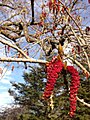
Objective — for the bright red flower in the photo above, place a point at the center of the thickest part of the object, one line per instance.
(53, 68)
(75, 82)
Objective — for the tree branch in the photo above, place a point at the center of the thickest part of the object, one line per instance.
(31, 60)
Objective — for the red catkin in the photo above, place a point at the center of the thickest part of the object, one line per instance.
(53, 68)
(75, 82)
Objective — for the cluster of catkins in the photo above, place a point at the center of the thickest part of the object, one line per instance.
(75, 82)
(53, 68)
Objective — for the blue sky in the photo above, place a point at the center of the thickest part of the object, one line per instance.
(16, 75)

■ ■ ■ ■ ■

THE REQUEST: Please lay out every line of the items above as a Markdown table with the columns "Row" and "Line," skipping blank lines and leaving the pictures out.

TASK ANSWER:
| Row | Line |
|---|---|
| 1 | Objective — for the bright red flower in the photo above, place a point at the center of the thickest part of the object, one line per instance. |
| 2 | (53, 68) |
| 3 | (75, 82) |
| 4 | Objective — for the tree branch in the photo above, place a point at the center of the thickest part of the object, one line per instance. |
| 5 | (31, 60) |
| 6 | Objective — for the red catkin in the photo above, place a point at the center of the thickest part of the object, one line per instance. |
| 7 | (53, 68) |
| 8 | (75, 82) |
| 9 | Objective — for the cluster of catkins in the photo above, place a point at the center of the thickest part of the object, one line per instance. |
| 10 | (75, 82) |
| 11 | (53, 68) |
| 12 | Objective — for the blue sky in the photo above, place a point at the center of the thickest part of the object, one line per instance. |
| 13 | (16, 75) |